*** RECORDED DATA ***

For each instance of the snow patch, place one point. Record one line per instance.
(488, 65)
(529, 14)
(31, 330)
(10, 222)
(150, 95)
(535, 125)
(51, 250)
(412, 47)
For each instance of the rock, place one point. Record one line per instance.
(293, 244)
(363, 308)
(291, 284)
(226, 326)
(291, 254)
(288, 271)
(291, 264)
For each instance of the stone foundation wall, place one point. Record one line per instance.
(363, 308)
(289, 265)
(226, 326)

***
*** RECORDED DATA ***

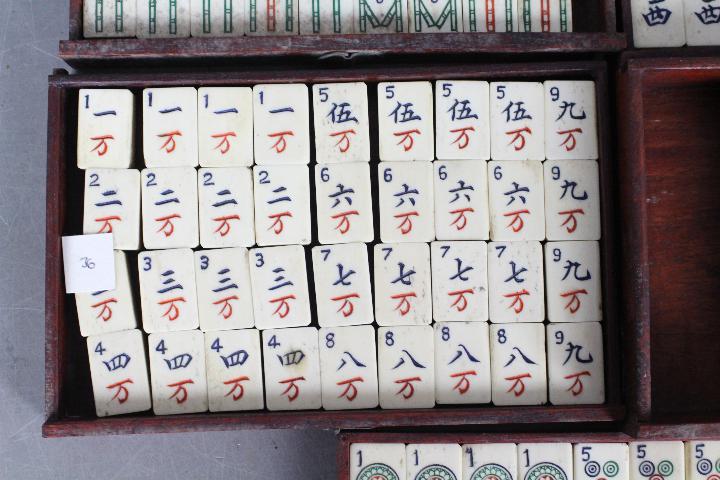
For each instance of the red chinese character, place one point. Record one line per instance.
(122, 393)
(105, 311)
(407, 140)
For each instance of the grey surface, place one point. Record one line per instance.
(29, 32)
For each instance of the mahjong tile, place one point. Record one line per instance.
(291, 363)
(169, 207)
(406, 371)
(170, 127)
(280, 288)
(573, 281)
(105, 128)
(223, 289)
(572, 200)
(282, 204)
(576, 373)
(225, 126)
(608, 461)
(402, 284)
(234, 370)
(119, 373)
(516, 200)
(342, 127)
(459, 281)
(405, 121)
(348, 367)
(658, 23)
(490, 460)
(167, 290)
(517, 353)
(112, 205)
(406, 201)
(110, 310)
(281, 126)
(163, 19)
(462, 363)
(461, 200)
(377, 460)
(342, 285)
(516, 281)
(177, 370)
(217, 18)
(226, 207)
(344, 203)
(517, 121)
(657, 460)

***

TASK STATEMENT: Filter the rows above and copy every line that contains the word "foundation". Treat uppercase and lowercase as different, so only exact-case matches count.

RESULT FOR THIS EXERCISE:
For each instance of the stone foundation wall, place one point. Record one line per instance.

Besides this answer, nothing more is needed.